RF Festival threatens Chamber with legal action


By Judy Reed

 

The Red Flannel Festival has sent a “cease and desist” letter to the Cedar Springs Area Chamber of Commerce, ordering them to stop using the terms “The Red Flannel Town” and “Red Flannel Town, USA” or face legal action.

When the Chamber organized the city’s annual holiday event this year, they named it “A Red Flannel Town Christmas, Come Mingle with Kris Kringle” and registered the name with the State of Michigan on October 8, 2013. “Our position is that Cedar Springs is Red Flannel Town and always has been, and that’s why the holiday event was so titled,” explained Chamber president Shawn Kiphart.

N-pull-quote-KiphartThey also registered two other taglines, which were both approved by the state: A Red Flannel Town Christmas, and The Original Red Flannel Town, USA, Cedar Springs, MI.

The Red Flannel Festival shows they registered “The Red Flannel Town” on June 3, 2005, and “Red Flannel Town, U.S.A.” on June 27, 2011.

------------------------

Tasks to perform:
- a) Recast the stretch of records from the line containing "Point to the dark" through the line containing "Target: rock fissure" as a Markdown table with the columns Row and Line, giving each line its own numbered row and leaving out blank lines.
- b) Please continue the news story about the Red Flannel Festival's dispute with the Chamber from where it stops.

Data listing
------------------------

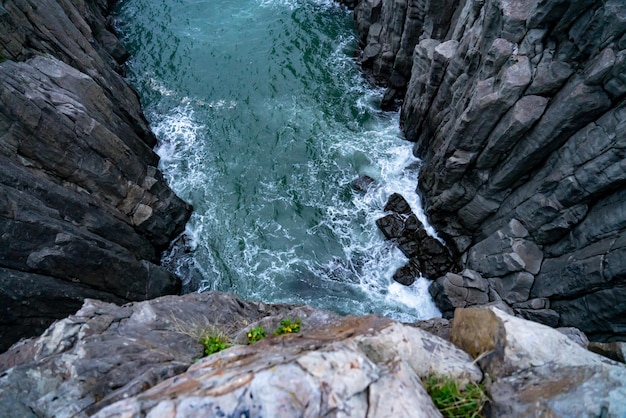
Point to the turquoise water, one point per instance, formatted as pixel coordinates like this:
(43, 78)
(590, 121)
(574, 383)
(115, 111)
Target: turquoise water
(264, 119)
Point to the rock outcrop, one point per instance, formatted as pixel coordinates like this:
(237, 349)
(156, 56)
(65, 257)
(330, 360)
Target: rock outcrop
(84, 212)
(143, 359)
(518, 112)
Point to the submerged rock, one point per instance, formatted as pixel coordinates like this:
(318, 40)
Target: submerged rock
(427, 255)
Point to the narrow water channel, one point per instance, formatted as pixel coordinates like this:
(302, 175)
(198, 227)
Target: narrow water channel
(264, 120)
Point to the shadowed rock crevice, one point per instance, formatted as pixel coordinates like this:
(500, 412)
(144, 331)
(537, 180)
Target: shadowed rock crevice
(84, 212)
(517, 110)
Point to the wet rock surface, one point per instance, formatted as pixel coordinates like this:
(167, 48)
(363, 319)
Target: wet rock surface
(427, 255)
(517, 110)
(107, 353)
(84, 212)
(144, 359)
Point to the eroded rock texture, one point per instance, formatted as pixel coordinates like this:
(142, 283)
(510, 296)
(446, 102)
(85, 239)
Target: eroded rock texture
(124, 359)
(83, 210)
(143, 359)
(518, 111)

------------------------

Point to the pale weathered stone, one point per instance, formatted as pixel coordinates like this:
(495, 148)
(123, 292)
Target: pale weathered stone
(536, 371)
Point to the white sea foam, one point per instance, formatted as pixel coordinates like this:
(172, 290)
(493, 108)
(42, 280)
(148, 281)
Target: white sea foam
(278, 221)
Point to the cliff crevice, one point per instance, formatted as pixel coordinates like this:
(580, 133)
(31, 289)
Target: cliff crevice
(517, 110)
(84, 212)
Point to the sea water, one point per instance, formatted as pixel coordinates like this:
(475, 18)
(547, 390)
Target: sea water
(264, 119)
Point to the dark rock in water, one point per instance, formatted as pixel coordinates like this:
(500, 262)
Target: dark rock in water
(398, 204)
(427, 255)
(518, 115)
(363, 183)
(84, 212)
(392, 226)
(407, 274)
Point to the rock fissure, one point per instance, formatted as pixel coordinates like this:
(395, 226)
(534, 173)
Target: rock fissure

------------------------

Written answers:
- a)
| Row | Line |
|---|---|
| 1 | Point to the dark rock in water, one point per instance, formatted as pixel coordinates like this: |
| 2 | (500, 262) |
| 3 | Target: dark rock in water |
| 4 | (398, 204) |
| 5 | (427, 255) |
| 6 | (518, 115) |
| 7 | (363, 183) |
| 8 | (84, 212) |
| 9 | (392, 226) |
| 10 | (407, 274) |
| 11 | Point to the rock fissure, one point per instance, formatted as pixel coordinates like this: |
| 12 | (395, 226) |
| 13 | (534, 173) |
| 14 | Target: rock fissure |

- b)
Although the state approved the Chamber’s taglines, the Red Flannel Festival feels it is trademark infringement. “We believe the Chamber’s use of these trademarks constitutes trademark infringement, unfair competition, as well as other common law causes of action,” read the cease and desist letter sent by the Red Flannel Festival’s lawyer, Frank Scutch.

Kiphart responded with a letter asking where they had infringed on the Red Flannel Festival’s property, stating that they would not use their specific phrases without permission. The Festival’s law firm then sent a response that the Chamber insignias specifically incorporate the Festival’s registered marks “The Red Flannel Town” and “Red Flannel Town, U.S.A.” and that their use on their own or as part of a phrase is a direct violation of the Red Flannel Festival’s trademark rights. The letter also said that was likely to “cause confusion as to the source or sponsorship of Chamber materials and events.”

Kiphart doesn’t agree. “Red Flannel Town is part of a larger title we use. We are referencing Cedar Springs. There is no confusion. I don’t think people think, ‘Oh, it’s the Red Flannel Festival,’ we believe they think of Cedar Springs.”

He noted that Cedar Springs was known as the Red Flannel Town long before the Festival trademarked it. On their application, it states that the first time the phrase was used in commerce was October 1, 1950. But there are meeting minutes by the City of Cedar Springs dating back to December of 1941 showing the city was using it on their letterhead at that time.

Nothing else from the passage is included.